**To do:** In the article on Bologna's Il Cinema Ritrovato below, which Soviet theoretician and pioneer was given a retrospective at this year's festival?

Il Cinema Ritrovato, a film festival in flashback


Bologna's 22nd festival of rediscovery is a chance to experience great
movies of the past, some once thought lost forever, writes Nick
Bradshaw

Thursday July 10, 2008
guardian.co.uk

Film flows forward, but it loves to look back. And what greater form
of flashback could there be than an entire festival devoted to
reviving old movies - the restored, the rediscovered, or simply the
seen anew? Bologna's Il Cinema Ritrovato (Cinema Rediscovered), which
just wrapped its 22nd edition, offers a window on the past, turning
the most fantastic fiction films into documents of their time; but it
also reflects back on us now, holding a yardstick to our presumptions
of progress.

Like any good (and well-funded) festival, Il Cinema Ritrovato offers
an impossible choice of cinematic pathways. This year's festival
squeezed into eight days retrospectives of the great Hollywood
expressionist Josef von Sternberg, including but extending beyond his
Marlene Dietrich iconographies (Morocco, Dishonoured, Shanghai
Express, Blonde Venus, The Scarlet Empress and The Devil is a Woman);
Lev Kuleshov, the Soviet theoretician and pioneer; the Italian silent
serials star Emilio Ghione; sundry Chaplin-related programmes, part of
the festival's ongoing Chaplin project; the Depression-era talkies of
the Warner Bros studio; and an international selection of movies about
the atomic bomb.

**Data provided:**
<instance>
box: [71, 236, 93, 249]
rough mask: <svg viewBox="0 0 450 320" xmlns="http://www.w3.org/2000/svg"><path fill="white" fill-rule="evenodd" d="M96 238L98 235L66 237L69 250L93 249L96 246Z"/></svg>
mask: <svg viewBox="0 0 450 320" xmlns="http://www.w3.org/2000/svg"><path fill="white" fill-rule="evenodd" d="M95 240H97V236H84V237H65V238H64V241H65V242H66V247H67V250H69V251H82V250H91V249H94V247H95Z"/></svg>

**Solution:** Lev Kuleshov